#### EXTRACT PROVIDED

Studio album by Therion
- Released: August 9, 1996
- Recorded: January – March 1996
- Studio: Impuls Studio (Hamburg, Germany)
- Genre: Symphonic metal
- Length: 51:29
- Label: Nuclear Blast NB 179-2
- Producer: Jan Peter Genkel, Gottfried Koch, Therion

Therion chronology
| Lepaca Kliffoth (1995) | Theli (1996) | A'arab Zaraq – Lucid Dreaming (1997) |

= Theli (album) =

Theli is the fifth studio album by Swedish symphonic metal band Therion. This was the last album on which Christofer Johnsson sang until 2004's Lemuria. A music video was filmed for the song "To Mega Therion". The title of the track is a Greek reference to The Beast in the Christian Book of Revelation. The song appears in the shockumentary film Traces of Death IV.

########

* _BRIEF_: List every producer credited in the Theli album entry. The listing after this is not needed.

#### PROVIDED RECORDS

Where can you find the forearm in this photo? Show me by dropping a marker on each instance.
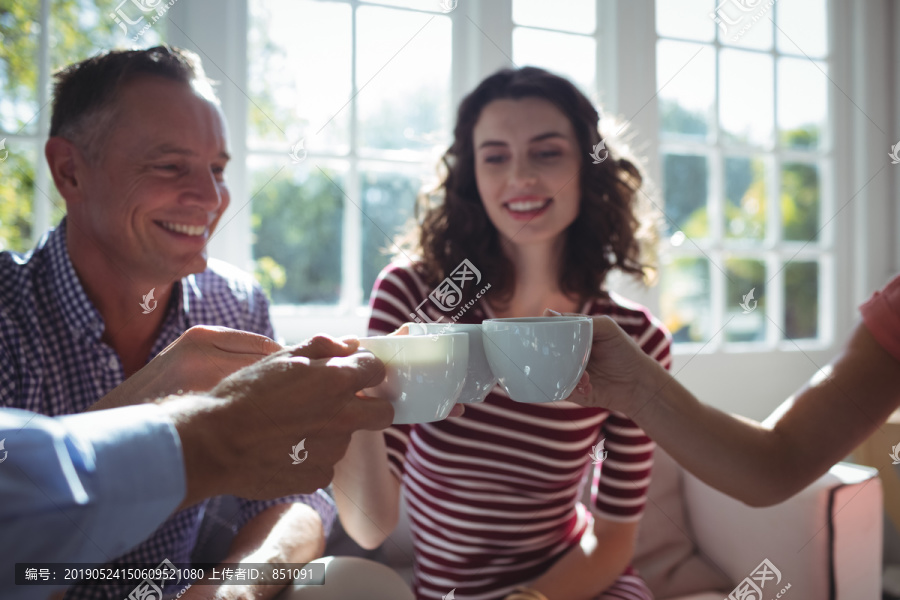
(738, 456)
(287, 533)
(588, 569)
(366, 492)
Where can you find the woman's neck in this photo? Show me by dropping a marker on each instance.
(537, 269)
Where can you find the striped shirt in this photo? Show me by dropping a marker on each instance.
(494, 496)
(53, 361)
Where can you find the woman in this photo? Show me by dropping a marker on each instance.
(493, 496)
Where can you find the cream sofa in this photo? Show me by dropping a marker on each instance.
(694, 543)
(698, 544)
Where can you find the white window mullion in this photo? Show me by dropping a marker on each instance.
(41, 204)
(351, 239)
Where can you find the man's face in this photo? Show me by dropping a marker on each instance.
(157, 190)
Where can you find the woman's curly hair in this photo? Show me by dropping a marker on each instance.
(613, 228)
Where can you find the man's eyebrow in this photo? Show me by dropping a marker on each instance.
(165, 149)
(537, 138)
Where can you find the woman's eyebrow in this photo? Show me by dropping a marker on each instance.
(544, 136)
(537, 138)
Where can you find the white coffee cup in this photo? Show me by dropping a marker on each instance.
(480, 380)
(538, 359)
(423, 376)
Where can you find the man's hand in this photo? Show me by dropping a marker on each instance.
(618, 374)
(196, 362)
(241, 440)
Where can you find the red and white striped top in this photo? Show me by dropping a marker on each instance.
(494, 496)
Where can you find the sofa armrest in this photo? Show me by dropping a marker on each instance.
(826, 540)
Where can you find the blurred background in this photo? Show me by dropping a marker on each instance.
(765, 126)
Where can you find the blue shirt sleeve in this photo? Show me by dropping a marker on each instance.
(85, 487)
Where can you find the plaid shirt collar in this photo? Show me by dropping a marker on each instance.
(82, 317)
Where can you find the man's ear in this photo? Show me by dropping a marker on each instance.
(67, 167)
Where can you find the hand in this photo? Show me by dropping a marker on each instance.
(240, 440)
(616, 370)
(197, 361)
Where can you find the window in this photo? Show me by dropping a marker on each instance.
(365, 114)
(745, 151)
(38, 38)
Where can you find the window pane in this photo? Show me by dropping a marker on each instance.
(745, 198)
(17, 195)
(687, 19)
(685, 179)
(745, 23)
(388, 203)
(556, 52)
(577, 16)
(746, 97)
(297, 213)
(685, 299)
(434, 5)
(800, 202)
(803, 26)
(746, 291)
(802, 102)
(19, 32)
(405, 103)
(299, 64)
(801, 300)
(686, 74)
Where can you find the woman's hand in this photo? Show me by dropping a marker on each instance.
(619, 375)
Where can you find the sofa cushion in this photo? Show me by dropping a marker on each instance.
(666, 554)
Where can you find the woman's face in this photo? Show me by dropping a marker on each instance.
(527, 165)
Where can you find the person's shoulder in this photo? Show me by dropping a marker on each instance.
(18, 275)
(404, 274)
(222, 277)
(636, 319)
(225, 295)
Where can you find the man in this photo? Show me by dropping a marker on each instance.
(87, 478)
(138, 149)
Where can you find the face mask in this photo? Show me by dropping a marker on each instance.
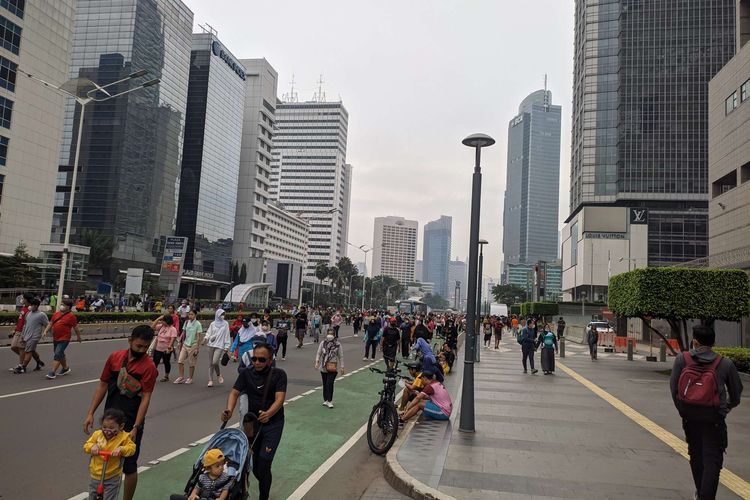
(137, 355)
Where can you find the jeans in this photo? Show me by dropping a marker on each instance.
(528, 353)
(706, 445)
(373, 344)
(328, 380)
(163, 356)
(214, 358)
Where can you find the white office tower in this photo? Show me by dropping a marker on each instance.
(394, 251)
(310, 176)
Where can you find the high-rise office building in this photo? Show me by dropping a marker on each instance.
(310, 175)
(131, 146)
(436, 253)
(37, 38)
(531, 215)
(210, 159)
(640, 135)
(254, 183)
(395, 248)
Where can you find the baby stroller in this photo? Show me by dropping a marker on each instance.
(234, 444)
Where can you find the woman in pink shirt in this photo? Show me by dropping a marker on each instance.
(166, 334)
(434, 400)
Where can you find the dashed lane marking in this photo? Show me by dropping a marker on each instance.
(729, 479)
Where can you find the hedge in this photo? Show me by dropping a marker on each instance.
(540, 308)
(740, 356)
(681, 293)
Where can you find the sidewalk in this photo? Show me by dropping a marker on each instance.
(555, 437)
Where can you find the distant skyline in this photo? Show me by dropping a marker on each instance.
(416, 78)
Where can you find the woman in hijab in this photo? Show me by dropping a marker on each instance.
(429, 362)
(218, 340)
(330, 361)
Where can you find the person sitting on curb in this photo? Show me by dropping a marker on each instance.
(434, 400)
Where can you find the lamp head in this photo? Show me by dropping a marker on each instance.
(478, 141)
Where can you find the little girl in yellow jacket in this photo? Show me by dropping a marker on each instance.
(111, 437)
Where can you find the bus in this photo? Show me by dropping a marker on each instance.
(412, 306)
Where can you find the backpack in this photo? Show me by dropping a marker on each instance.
(698, 390)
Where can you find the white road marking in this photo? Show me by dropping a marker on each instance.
(3, 396)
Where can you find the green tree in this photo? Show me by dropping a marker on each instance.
(435, 301)
(506, 294)
(677, 295)
(17, 270)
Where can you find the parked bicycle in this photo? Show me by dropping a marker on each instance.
(382, 426)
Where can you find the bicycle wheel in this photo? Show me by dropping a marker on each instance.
(382, 427)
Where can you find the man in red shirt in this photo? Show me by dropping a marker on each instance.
(128, 380)
(17, 345)
(61, 324)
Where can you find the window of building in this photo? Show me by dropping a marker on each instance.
(8, 74)
(14, 6)
(6, 110)
(3, 149)
(10, 34)
(730, 103)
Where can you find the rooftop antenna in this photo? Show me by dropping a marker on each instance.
(320, 96)
(207, 28)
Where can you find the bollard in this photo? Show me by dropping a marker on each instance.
(630, 349)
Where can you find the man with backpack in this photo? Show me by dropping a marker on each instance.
(705, 386)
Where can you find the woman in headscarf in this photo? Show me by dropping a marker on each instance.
(330, 361)
(429, 361)
(218, 340)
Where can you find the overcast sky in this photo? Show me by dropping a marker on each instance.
(416, 76)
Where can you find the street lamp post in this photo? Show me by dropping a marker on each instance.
(482, 243)
(91, 96)
(476, 141)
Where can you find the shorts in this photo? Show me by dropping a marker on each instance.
(188, 354)
(18, 341)
(60, 349)
(130, 464)
(30, 345)
(434, 412)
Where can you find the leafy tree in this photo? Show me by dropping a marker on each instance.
(15, 271)
(435, 301)
(677, 295)
(506, 294)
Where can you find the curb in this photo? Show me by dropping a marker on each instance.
(402, 481)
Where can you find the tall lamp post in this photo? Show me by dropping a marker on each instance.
(482, 243)
(466, 424)
(97, 93)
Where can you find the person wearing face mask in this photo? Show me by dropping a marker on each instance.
(128, 380)
(330, 361)
(265, 388)
(61, 324)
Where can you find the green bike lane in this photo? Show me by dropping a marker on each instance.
(312, 433)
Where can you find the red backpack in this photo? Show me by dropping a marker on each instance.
(698, 390)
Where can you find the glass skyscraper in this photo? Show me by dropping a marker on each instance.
(211, 158)
(436, 254)
(131, 151)
(531, 213)
(640, 113)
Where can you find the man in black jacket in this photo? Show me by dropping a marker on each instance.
(706, 438)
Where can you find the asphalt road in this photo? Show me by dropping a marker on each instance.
(42, 435)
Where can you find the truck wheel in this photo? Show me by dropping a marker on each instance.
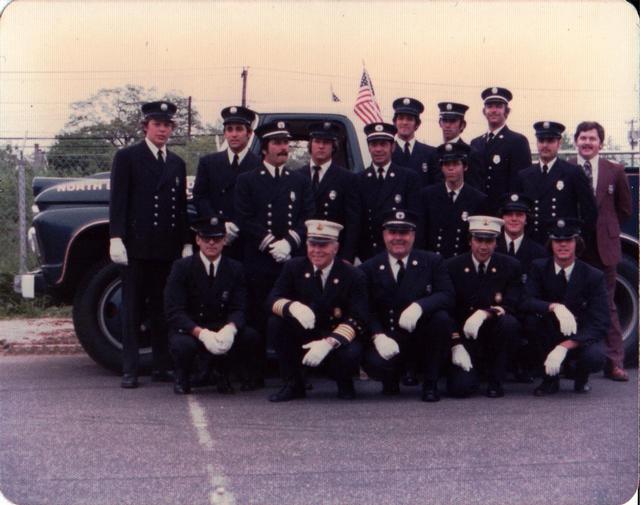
(626, 299)
(97, 317)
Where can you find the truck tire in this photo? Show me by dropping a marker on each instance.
(97, 318)
(626, 299)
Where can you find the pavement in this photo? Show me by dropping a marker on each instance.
(70, 435)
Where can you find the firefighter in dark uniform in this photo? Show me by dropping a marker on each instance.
(409, 294)
(513, 241)
(557, 188)
(148, 230)
(514, 210)
(205, 300)
(503, 152)
(271, 205)
(408, 152)
(568, 301)
(382, 186)
(488, 288)
(320, 309)
(214, 187)
(452, 124)
(447, 205)
(334, 187)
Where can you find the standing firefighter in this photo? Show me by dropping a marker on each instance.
(148, 230)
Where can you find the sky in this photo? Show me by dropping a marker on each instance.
(565, 61)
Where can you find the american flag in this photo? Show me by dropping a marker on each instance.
(366, 107)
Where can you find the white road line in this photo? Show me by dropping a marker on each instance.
(219, 494)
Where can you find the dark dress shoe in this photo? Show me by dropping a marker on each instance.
(346, 391)
(129, 381)
(430, 394)
(224, 386)
(617, 374)
(390, 388)
(548, 386)
(162, 376)
(410, 379)
(494, 390)
(290, 391)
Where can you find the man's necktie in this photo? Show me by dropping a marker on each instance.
(315, 180)
(588, 171)
(318, 277)
(211, 274)
(400, 275)
(562, 276)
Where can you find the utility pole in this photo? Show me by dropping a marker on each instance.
(189, 119)
(244, 74)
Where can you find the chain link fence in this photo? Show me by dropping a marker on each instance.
(87, 158)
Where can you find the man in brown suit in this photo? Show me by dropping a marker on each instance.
(613, 197)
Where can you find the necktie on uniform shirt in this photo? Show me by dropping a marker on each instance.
(401, 271)
(589, 172)
(211, 274)
(315, 180)
(318, 278)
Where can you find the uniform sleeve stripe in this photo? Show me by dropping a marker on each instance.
(295, 237)
(345, 331)
(279, 305)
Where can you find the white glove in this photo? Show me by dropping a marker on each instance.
(280, 250)
(386, 346)
(568, 325)
(210, 341)
(472, 325)
(303, 314)
(318, 350)
(554, 360)
(460, 357)
(117, 251)
(187, 250)
(409, 317)
(232, 232)
(225, 336)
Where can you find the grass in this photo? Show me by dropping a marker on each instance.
(12, 305)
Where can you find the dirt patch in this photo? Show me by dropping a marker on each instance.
(38, 336)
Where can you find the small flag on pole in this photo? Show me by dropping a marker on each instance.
(366, 107)
(334, 97)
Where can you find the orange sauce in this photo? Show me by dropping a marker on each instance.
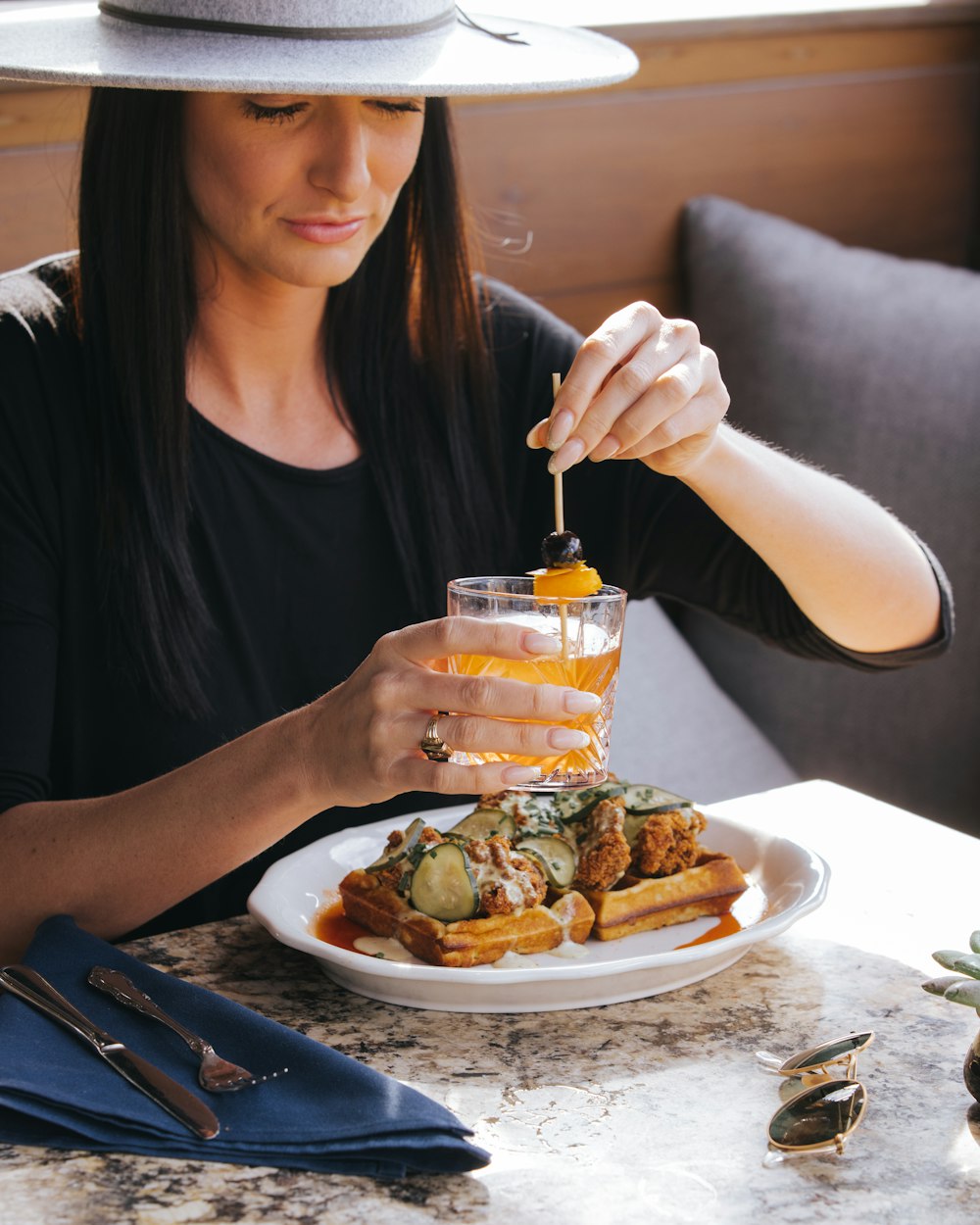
(333, 927)
(726, 925)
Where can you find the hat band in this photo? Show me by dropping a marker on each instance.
(318, 32)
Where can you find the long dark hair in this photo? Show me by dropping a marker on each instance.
(405, 346)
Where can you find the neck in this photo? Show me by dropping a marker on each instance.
(255, 368)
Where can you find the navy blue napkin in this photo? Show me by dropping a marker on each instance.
(328, 1112)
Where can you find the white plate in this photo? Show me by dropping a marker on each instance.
(787, 881)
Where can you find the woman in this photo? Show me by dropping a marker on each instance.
(254, 427)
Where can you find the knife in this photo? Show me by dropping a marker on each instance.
(23, 981)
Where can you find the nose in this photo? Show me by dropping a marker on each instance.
(339, 155)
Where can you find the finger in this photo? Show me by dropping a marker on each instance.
(597, 358)
(662, 366)
(538, 434)
(697, 417)
(493, 697)
(665, 398)
(474, 636)
(471, 734)
(447, 778)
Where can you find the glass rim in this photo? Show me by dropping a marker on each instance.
(607, 593)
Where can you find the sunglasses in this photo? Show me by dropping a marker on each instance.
(821, 1107)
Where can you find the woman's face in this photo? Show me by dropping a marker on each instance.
(295, 189)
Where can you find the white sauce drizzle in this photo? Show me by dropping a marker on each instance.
(383, 947)
(568, 949)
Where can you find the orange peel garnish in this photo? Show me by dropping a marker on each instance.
(567, 582)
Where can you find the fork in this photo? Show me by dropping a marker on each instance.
(215, 1073)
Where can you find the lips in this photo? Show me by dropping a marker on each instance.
(324, 230)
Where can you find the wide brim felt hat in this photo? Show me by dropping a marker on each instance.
(304, 47)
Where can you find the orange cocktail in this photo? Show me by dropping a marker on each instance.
(591, 632)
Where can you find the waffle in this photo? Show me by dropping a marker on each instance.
(466, 941)
(646, 903)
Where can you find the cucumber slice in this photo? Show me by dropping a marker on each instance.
(444, 886)
(396, 854)
(641, 798)
(555, 857)
(577, 805)
(483, 823)
(532, 808)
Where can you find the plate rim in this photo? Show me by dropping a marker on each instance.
(514, 976)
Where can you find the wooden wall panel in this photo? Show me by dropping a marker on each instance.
(881, 160)
(871, 135)
(37, 204)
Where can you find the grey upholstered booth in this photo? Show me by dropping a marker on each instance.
(867, 366)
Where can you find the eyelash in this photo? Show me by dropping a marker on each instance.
(287, 114)
(272, 114)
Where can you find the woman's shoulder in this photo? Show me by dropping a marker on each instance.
(35, 299)
(519, 324)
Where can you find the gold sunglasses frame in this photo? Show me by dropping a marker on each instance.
(807, 1066)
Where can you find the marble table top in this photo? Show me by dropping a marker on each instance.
(648, 1111)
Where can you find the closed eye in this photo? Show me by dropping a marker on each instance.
(396, 107)
(272, 114)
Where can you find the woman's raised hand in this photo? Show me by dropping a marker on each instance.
(367, 731)
(641, 387)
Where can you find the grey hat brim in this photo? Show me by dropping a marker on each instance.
(74, 44)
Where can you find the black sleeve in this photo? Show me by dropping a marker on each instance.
(29, 558)
(646, 532)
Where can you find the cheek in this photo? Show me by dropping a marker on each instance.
(224, 190)
(396, 163)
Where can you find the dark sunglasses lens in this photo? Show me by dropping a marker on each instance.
(818, 1115)
(828, 1053)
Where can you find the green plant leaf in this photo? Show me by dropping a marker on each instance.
(949, 956)
(969, 965)
(964, 993)
(940, 986)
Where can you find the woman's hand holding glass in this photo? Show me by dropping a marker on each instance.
(366, 734)
(641, 387)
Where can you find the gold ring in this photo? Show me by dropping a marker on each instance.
(434, 748)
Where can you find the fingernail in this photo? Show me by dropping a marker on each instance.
(519, 774)
(542, 643)
(567, 738)
(560, 429)
(566, 456)
(609, 446)
(581, 701)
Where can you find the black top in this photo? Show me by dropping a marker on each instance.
(285, 559)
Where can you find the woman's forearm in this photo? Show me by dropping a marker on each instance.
(849, 564)
(116, 861)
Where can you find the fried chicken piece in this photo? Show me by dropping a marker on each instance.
(393, 872)
(604, 853)
(667, 843)
(508, 882)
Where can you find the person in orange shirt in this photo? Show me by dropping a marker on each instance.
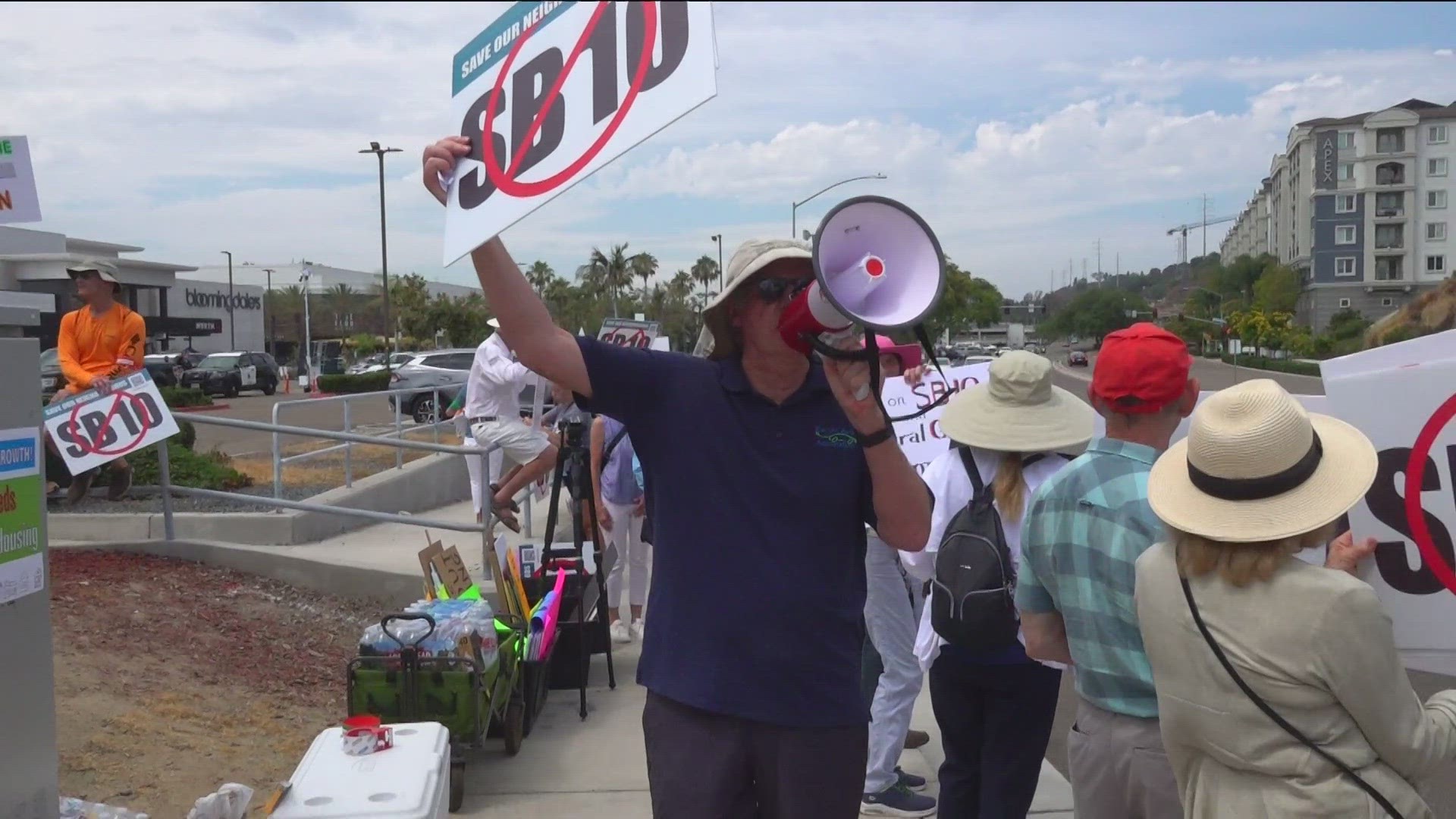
(98, 343)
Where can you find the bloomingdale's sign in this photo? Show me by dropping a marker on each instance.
(218, 299)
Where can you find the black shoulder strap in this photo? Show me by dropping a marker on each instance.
(613, 444)
(1273, 714)
(970, 469)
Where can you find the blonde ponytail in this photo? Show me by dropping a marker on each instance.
(1009, 487)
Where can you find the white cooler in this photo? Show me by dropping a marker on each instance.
(408, 781)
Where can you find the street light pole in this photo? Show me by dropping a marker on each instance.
(383, 241)
(720, 240)
(794, 216)
(268, 315)
(232, 324)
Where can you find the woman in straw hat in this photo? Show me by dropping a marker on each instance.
(996, 704)
(1242, 637)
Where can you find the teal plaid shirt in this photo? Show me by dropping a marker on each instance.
(1084, 532)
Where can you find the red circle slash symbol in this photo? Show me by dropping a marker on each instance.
(139, 411)
(1414, 477)
(506, 181)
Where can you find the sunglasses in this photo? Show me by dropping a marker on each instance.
(774, 289)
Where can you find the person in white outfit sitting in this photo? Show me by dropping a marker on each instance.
(993, 704)
(620, 512)
(492, 410)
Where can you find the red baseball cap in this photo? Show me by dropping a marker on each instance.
(1145, 363)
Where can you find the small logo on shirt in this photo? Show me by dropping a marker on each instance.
(836, 438)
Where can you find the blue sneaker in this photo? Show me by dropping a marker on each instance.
(910, 780)
(896, 800)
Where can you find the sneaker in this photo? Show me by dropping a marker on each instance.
(80, 484)
(896, 800)
(910, 780)
(120, 483)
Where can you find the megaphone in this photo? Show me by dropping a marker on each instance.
(875, 264)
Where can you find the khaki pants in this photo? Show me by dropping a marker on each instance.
(1119, 767)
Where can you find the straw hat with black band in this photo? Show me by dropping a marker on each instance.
(1258, 466)
(1018, 410)
(717, 340)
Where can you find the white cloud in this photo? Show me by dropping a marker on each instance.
(1022, 133)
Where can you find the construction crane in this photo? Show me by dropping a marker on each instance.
(1183, 235)
(1183, 231)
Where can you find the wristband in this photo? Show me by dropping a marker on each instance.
(875, 439)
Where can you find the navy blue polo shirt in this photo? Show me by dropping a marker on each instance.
(759, 516)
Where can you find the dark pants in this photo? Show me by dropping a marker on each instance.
(702, 765)
(995, 723)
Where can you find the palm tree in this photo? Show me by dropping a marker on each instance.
(610, 271)
(705, 271)
(340, 302)
(644, 265)
(541, 276)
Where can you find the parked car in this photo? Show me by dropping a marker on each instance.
(229, 373)
(449, 371)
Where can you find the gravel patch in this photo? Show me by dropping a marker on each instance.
(149, 500)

########

* _WORKED SOLUTION_: Jan Peter Genkel, Gottfried Koch, Therion